>> begin Listed entries

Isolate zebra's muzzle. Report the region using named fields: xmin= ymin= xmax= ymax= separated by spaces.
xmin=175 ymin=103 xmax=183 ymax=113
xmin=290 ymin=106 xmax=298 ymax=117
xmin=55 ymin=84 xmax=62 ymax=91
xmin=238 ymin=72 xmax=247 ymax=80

>> end Listed entries

Aim: Edit the rows above by swapping "muzzle" for "snout" and keeping everything else the same.

Output below:
Isolate zebra's snout. Report the region using named fields: xmin= ymin= xmax= ymax= separated by spaces.
xmin=175 ymin=103 xmax=183 ymax=113
xmin=290 ymin=106 xmax=298 ymax=117
xmin=55 ymin=84 xmax=62 ymax=91
xmin=238 ymin=72 xmax=247 ymax=80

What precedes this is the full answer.